Stored records:
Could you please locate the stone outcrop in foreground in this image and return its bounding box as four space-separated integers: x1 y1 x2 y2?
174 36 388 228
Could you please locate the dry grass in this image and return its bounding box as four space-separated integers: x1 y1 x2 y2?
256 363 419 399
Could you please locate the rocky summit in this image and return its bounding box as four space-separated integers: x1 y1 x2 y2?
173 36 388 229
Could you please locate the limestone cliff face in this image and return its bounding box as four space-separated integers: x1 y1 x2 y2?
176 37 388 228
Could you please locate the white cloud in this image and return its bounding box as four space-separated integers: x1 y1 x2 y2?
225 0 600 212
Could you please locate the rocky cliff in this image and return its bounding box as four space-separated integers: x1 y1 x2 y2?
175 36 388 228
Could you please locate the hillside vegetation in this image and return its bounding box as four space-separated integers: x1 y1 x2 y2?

- [GOAL]:
Please copy the lines above word for word, keeping every one of them unchanged.

- [SOLUTION TO THIS PROBLEM]:
Could you please locate the stone outcrop in foreground in this image and return its bounding box as four space-separated integers: x1 y1 x2 y2?
174 36 388 228
Could you please locate the dry grass in this image and return its bounding box as four space-separated integers: x1 y1 x2 y2?
256 363 419 399
Could you please locate the rocky summit in this image and return its bounding box as four space-separated integers: x1 y1 x2 y2?
173 36 388 229
Could you please locate the limestone cliff face in this image and return its bounding box as four space-separated integers: x1 y1 x2 y2?
176 37 388 228
Could you please locate the white cloud in this image and return its bounding box as four space-separated integers: x1 y1 x2 y2?
225 0 600 212
Could you please locate the rocky cliff in this image and return its bounding box as four space-separated integers: x1 y1 x2 y2?
175 36 388 228
Could you please locate the hillside vegetation in this image and return its bounding box as four space-separated integers: x1 y1 x2 y2?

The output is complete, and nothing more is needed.